* JOB:
Lines from the one containing "wooden floor plank" through the end of the data are to be returned exactly, and no others.

* Point annotation records:
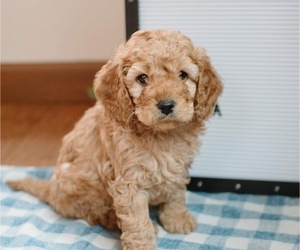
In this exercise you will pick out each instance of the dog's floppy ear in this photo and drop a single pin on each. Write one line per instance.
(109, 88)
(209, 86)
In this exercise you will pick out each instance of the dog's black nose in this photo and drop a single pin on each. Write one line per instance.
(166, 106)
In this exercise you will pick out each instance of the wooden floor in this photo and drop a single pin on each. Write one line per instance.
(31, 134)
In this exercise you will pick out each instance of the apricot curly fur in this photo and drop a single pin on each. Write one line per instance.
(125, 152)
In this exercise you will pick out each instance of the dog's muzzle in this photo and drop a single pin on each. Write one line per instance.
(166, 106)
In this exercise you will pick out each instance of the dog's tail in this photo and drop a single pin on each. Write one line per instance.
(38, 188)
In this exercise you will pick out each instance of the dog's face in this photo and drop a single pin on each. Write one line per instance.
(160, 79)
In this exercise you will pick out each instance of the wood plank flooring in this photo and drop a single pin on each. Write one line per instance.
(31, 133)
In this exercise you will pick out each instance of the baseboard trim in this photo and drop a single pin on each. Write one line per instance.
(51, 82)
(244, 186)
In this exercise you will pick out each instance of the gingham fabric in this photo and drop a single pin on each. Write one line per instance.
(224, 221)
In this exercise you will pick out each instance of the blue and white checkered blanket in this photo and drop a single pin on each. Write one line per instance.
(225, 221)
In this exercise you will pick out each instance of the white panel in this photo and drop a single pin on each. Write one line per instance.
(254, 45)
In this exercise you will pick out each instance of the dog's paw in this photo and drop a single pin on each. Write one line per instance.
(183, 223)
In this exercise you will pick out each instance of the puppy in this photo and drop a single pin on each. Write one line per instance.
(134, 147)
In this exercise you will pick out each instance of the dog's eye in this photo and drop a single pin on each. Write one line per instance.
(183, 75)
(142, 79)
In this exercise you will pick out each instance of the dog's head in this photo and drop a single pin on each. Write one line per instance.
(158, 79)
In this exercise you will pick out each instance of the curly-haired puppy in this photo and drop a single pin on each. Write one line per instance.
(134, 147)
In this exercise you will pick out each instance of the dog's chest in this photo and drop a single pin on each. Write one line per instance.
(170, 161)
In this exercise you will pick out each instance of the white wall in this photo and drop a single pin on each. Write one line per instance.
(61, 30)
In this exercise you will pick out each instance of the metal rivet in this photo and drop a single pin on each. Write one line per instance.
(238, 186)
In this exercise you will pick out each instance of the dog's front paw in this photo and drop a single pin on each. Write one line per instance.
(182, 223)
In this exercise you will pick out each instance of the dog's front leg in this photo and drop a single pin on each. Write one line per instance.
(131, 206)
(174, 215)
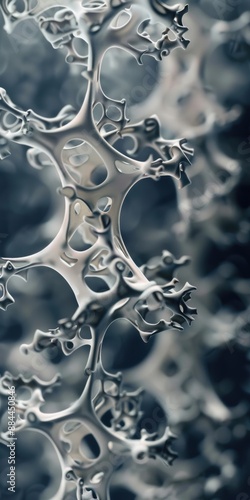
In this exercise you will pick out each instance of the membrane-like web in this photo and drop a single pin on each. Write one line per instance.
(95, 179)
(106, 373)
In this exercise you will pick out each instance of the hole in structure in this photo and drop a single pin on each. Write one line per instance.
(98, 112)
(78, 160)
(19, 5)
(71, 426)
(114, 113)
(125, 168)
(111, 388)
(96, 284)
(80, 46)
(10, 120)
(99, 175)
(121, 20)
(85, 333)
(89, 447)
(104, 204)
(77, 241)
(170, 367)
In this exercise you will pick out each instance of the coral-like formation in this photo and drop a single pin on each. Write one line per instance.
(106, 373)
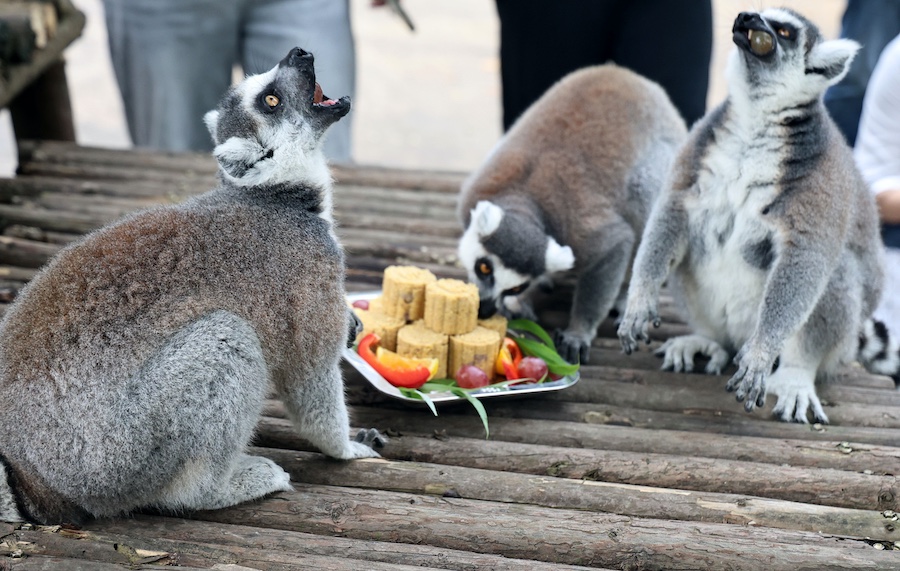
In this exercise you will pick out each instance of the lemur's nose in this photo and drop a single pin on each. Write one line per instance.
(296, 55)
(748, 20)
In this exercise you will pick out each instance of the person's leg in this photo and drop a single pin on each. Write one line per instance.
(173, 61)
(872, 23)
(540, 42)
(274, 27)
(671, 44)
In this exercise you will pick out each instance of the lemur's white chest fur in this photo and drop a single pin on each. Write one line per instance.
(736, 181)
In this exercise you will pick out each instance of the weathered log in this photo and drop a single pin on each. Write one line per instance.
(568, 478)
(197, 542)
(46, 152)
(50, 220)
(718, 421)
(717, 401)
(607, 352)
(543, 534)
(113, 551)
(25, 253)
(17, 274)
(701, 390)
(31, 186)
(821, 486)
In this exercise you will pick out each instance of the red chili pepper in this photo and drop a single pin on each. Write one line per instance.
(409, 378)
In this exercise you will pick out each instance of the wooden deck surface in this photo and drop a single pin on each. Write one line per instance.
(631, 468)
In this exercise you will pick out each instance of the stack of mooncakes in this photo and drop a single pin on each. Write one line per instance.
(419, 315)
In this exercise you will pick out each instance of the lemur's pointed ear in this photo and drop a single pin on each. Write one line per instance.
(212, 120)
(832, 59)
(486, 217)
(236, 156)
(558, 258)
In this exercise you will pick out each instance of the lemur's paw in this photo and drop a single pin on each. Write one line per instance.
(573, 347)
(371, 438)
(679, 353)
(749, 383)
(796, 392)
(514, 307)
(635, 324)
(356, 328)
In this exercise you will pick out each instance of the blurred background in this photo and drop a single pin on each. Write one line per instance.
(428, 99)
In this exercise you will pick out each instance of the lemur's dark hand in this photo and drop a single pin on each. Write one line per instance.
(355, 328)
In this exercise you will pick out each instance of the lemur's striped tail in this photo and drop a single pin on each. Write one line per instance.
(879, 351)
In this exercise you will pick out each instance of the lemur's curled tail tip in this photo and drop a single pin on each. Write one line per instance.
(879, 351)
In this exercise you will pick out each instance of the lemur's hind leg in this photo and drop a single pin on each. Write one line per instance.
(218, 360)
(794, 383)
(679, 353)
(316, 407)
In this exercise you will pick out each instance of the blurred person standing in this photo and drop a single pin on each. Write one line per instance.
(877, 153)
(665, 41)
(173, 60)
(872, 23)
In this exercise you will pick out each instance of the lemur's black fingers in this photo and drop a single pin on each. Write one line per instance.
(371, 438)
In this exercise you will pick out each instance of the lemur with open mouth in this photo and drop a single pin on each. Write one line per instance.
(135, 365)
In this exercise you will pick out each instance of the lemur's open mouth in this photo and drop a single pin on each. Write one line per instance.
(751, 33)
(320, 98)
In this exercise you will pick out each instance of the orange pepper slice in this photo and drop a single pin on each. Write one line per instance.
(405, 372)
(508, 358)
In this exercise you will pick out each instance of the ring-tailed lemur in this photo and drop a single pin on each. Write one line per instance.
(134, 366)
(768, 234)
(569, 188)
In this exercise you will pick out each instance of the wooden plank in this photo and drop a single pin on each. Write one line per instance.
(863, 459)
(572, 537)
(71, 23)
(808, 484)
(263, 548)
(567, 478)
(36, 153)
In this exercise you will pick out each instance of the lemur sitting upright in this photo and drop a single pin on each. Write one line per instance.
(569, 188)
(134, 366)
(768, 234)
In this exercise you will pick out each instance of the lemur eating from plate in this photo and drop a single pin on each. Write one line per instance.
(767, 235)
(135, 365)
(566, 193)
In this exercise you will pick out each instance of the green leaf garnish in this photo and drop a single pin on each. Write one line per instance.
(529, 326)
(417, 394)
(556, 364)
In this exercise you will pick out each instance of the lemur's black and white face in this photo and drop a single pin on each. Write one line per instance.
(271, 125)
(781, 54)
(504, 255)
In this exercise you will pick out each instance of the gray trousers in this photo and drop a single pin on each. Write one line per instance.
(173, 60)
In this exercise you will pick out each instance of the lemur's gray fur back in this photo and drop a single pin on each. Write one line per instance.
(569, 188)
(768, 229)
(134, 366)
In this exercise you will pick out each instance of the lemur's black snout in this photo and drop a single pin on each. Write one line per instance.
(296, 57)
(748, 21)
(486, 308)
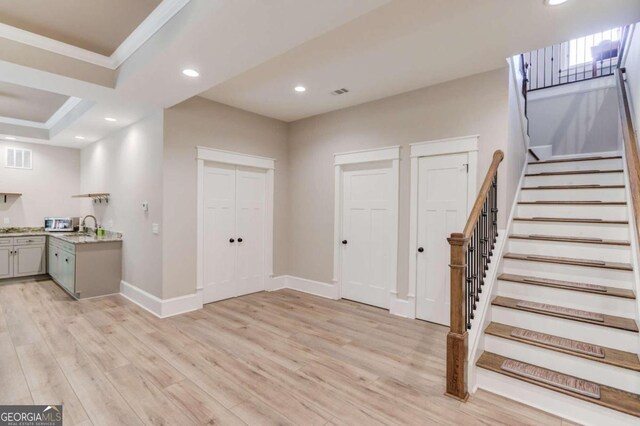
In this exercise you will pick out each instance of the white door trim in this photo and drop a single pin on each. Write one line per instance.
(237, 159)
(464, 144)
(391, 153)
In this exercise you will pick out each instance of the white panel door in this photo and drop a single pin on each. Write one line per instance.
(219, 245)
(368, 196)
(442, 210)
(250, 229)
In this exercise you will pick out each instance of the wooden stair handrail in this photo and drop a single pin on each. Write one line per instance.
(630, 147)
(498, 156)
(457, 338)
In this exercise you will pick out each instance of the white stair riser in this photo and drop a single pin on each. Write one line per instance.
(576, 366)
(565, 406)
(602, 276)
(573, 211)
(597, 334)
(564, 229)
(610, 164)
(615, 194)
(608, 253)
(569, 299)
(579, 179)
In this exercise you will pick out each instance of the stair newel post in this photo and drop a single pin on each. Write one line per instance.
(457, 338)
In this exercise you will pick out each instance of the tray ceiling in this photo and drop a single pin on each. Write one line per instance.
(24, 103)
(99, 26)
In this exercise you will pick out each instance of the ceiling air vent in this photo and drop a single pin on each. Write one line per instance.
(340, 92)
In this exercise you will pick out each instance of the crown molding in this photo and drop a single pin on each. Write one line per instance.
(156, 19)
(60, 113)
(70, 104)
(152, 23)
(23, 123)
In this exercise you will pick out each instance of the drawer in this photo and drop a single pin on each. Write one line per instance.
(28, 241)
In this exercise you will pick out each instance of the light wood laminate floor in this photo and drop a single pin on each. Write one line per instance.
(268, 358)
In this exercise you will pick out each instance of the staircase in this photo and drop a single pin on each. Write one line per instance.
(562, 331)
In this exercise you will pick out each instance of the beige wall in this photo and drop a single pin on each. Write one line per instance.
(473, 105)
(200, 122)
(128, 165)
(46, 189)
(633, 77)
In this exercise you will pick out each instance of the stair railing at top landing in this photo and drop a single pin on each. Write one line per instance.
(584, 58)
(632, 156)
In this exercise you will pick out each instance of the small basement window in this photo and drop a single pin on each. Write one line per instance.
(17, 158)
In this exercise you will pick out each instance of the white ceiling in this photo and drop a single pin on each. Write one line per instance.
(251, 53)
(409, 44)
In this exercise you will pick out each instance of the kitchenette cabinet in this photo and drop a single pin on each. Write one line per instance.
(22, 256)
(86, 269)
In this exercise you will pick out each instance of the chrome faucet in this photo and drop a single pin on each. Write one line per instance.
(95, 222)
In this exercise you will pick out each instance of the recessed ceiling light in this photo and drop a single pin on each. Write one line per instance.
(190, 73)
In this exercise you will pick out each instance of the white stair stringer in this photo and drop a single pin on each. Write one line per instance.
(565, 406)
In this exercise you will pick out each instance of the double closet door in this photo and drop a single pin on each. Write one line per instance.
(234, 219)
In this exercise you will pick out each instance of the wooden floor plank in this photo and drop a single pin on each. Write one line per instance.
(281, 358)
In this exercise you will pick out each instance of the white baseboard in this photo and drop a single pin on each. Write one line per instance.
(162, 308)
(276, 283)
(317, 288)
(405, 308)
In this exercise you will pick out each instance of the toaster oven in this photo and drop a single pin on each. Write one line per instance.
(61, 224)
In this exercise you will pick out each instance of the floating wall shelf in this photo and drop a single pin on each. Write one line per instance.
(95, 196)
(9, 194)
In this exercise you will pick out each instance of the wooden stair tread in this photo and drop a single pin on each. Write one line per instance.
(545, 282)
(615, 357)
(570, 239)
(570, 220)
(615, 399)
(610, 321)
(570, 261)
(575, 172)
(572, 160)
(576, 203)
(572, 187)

* THE RESPONSE:
In this exercise you will pick out each instance of the wooden floor plank in this photo and drop a single pin on each. Write one line per instance.
(281, 358)
In this exercise you will pick out each instance of the white baseboard in this photo and drop a single pin on each. Write one line per instance.
(162, 308)
(276, 283)
(317, 288)
(405, 308)
In this exercise you will pick out each instance of the toaster oven in this photo and drop a single pin on each. Write one line per instance.
(61, 224)
In this exercise you will pick out each instance of the floating wall shelf in this photo and drop a single pin on each. Write one line per instance.
(95, 196)
(9, 194)
In this exercise you will pick out each instance of the wooden stair tread in this photo and drop a single pin on each. Write one line per instance.
(545, 282)
(615, 357)
(570, 239)
(570, 220)
(615, 399)
(610, 321)
(570, 261)
(575, 172)
(572, 160)
(576, 203)
(572, 187)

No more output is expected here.